__DIRECTIVES__:
- 1) From the passage on complex oxides, reproduce everything from "As of 2015, there" down to "(a high-dielectric insulator)".
- 2) Answer these from the passage on complex oxides:
(a) After what year were complex oxide diamond simulants mostly eclipsed by cubic zirconia?
(b) Which potential application has seen pilot projects from a few companies?
(c) What kind of material is lead zirconate titanate?

__EXTRACT PROVIDED__:
Many precious gemstones, such as emerald and topaz, are complex oxide crystals. Historically, some complex oxide materials (such as strontium titanate, yttrium aluminium garnet, and gadolinium gallium garnet) were also synthesized as inexpensive diamond simulants, though after 1976 they were mostly eclipsed by cubic zirconia.

New electronic devices 

As of 2015, there is research underway to commercialize complex oxides in new kinds of electronic devices, such as ReRAM, FeRAM, and memristors. Complex oxide materials are also being researched for their use in spintronics.

Another potential application of complex oxide materials is superconducting power lines. A few companies have invested in pilot projects, but the technology is not widespread.

Commonly studied complex oxides 
 Lead zirconate titanate (a piezoelectric material)
 Lanthanum aluminate (a high-dielectric insulator)

__DATA LINES__:

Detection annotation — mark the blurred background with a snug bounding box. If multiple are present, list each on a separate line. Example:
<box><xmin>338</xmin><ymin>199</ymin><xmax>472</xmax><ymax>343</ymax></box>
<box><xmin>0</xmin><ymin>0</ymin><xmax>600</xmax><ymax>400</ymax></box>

__ANSWERS TO THE PROBLEMS__:
- 1)
As of 2015, there is research underway to commercialize complex oxides in new kinds of electronic devices, such as ReRAM, FeRAM, and memristors. Complex oxide materials are also being researched for their use in spintronics.

Another potential application of complex oxide materials is superconducting power lines. A few companies have invested in pilot projects, but the technology is not widespread.

Commonly studied complex oxides 
 Lead zirconate titanate (a piezoelectric material)
 Lanthanum aluminate (a high-dielectric insulator)

- 2)
(a) 1976
(b) Superconducting power lines
(c) A piezoelectric material